Detection annotation records:
☆ ☆ ☆ ☆ ☆

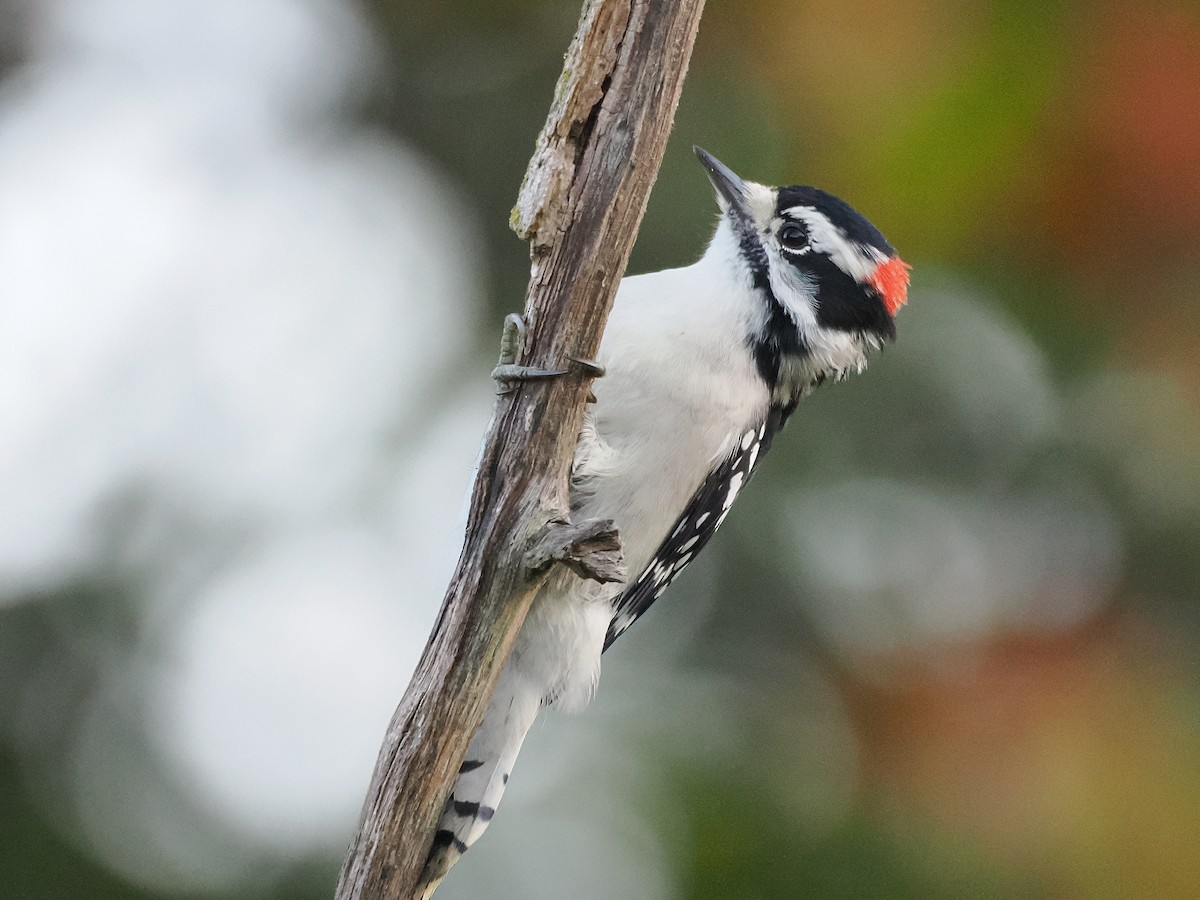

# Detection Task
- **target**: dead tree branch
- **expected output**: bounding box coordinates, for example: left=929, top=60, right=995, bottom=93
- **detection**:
left=337, top=0, right=703, bottom=900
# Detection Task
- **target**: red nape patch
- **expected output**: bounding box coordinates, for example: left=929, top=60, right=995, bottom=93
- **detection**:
left=869, top=257, right=912, bottom=316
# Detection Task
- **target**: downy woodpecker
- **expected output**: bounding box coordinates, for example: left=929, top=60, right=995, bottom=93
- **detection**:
left=420, top=148, right=908, bottom=898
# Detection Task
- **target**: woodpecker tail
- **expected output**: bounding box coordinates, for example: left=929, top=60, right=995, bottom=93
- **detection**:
left=416, top=666, right=541, bottom=900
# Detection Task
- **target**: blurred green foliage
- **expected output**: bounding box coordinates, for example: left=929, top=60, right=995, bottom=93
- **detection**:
left=7, top=0, right=1200, bottom=900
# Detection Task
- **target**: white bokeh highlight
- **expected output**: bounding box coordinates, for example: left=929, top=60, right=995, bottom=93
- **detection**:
left=0, top=0, right=504, bottom=893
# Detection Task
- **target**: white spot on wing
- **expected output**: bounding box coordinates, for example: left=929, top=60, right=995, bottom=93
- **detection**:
left=721, top=472, right=745, bottom=508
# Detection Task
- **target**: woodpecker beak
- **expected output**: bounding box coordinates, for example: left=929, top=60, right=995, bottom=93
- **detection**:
left=691, top=146, right=750, bottom=220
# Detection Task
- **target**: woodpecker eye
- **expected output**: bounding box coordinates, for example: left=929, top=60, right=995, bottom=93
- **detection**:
left=779, top=222, right=809, bottom=251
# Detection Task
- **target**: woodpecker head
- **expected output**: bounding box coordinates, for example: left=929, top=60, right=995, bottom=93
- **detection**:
left=694, top=146, right=908, bottom=397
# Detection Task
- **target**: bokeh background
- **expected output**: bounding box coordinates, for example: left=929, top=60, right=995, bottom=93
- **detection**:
left=0, top=0, right=1200, bottom=900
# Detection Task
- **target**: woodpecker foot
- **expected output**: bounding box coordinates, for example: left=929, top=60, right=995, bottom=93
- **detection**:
left=492, top=312, right=566, bottom=394
left=568, top=356, right=605, bottom=378
left=526, top=518, right=625, bottom=584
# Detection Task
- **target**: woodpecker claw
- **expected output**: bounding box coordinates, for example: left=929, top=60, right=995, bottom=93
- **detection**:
left=492, top=312, right=604, bottom=402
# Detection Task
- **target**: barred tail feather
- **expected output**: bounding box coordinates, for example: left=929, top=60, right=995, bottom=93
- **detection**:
left=418, top=667, right=541, bottom=900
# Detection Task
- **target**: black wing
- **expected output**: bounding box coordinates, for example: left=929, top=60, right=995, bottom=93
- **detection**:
left=604, top=404, right=796, bottom=650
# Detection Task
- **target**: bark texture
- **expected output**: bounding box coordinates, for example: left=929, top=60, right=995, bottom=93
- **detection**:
left=336, top=0, right=703, bottom=900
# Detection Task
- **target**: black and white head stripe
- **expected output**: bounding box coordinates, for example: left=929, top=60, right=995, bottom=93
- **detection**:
left=604, top=404, right=794, bottom=649
left=775, top=185, right=895, bottom=259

☆ ☆ ☆ ☆ ☆

Work required: Rewrite the records above, replacing every "woodpecker" with "bird" and changing nothing else. Leave the pictures out of your answer.

Answer for the task:
# Detection Task
- **target**: dead tree branch
- **expected output**: bounding box coordinates, for example: left=929, top=60, right=995, bottom=93
- **detection**:
left=337, top=0, right=703, bottom=900
# Detection Task
- **target**: red nape patch
- **expected output**: bounding box coordinates, for example: left=929, top=60, right=995, bottom=93
- **detection**:
left=869, top=257, right=912, bottom=316
# Detection Task
- **target**: downy bird
- **expected output**: bounding box coordinates, for example: left=929, top=60, right=995, bottom=93
- **detection**:
left=420, top=148, right=908, bottom=898
# Detection Task
- **target**: bird tail
- **expected output**: bounding box coordinates, for example: left=929, top=60, right=995, bottom=93
- **detection**:
left=416, top=666, right=541, bottom=900
# Detection Task
- **target**: blurred green foliage
- **expected output**: bounding box coordinates, for example: left=929, top=60, right=995, bottom=93
- **detection**:
left=7, top=0, right=1200, bottom=900
# Detection Task
- **target**: white bokeh highlight
- **expected output**: bounding box coordinates, for example: left=929, top=60, right=995, bottom=93
- **detection**:
left=0, top=0, right=504, bottom=893
# Detection Task
- **target**: white spot on wing
- **expected output**: bounding box coordinates, for example: left=929, top=60, right=995, bottom=93
- **detection**:
left=721, top=472, right=745, bottom=508
# Detection Task
- **target**: bird beak
- **expected output**: bounding box coordinates, for example: left=929, top=60, right=995, bottom=93
- **detection**:
left=691, top=146, right=750, bottom=220
# Detection Task
- **target**: bird eye
- **expected output**: bounding box coordinates, for example: left=929, top=60, right=995, bottom=93
- **detection**:
left=779, top=222, right=809, bottom=251
# Detection Task
- **target**: bird head
- **expected output**: bounding box coordinates, for example: left=929, top=60, right=995, bottom=93
- **detection**:
left=694, top=146, right=908, bottom=397
# Detection Task
- **target**: bokeh background
- **expected output**: bounding box coordinates, for example: left=929, top=60, right=995, bottom=93
- **detection**:
left=0, top=0, right=1200, bottom=900
# Detection Task
- **target**: bird foot
- **expected output**: bounding box coordinates, for example: left=929, top=60, right=995, bottom=93
- **detection**:
left=492, top=312, right=566, bottom=394
left=568, top=356, right=605, bottom=378
left=526, top=518, right=625, bottom=584
# Detection Task
- **target**: bird claw
- **expected output**: bounding box coordinates, for example: left=929, top=60, right=995, bottom=93
- **detection**:
left=492, top=312, right=604, bottom=402
# Detection Task
- **target**: barred tail feather
- **expected output**: bounding box coordinates, for example: left=929, top=60, right=995, bottom=93
- **detection**:
left=418, top=667, right=541, bottom=900
# Detection Task
- **target**: black wing
- **expected output**: bounding box coordinates, for example: left=929, top=60, right=995, bottom=93
- **detection**:
left=604, top=404, right=796, bottom=650
# Detection Task
- **target**: bark texture
- **expected output**: bounding box coordinates, for example: left=929, top=60, right=995, bottom=93
- **detection**:
left=336, top=0, right=703, bottom=900
# Detection Task
- **target**: black and white head stripe
- **expected output**: bounding box coordinates, for example: left=929, top=60, right=995, bottom=93
- **detection**:
left=604, top=404, right=794, bottom=649
left=775, top=185, right=895, bottom=259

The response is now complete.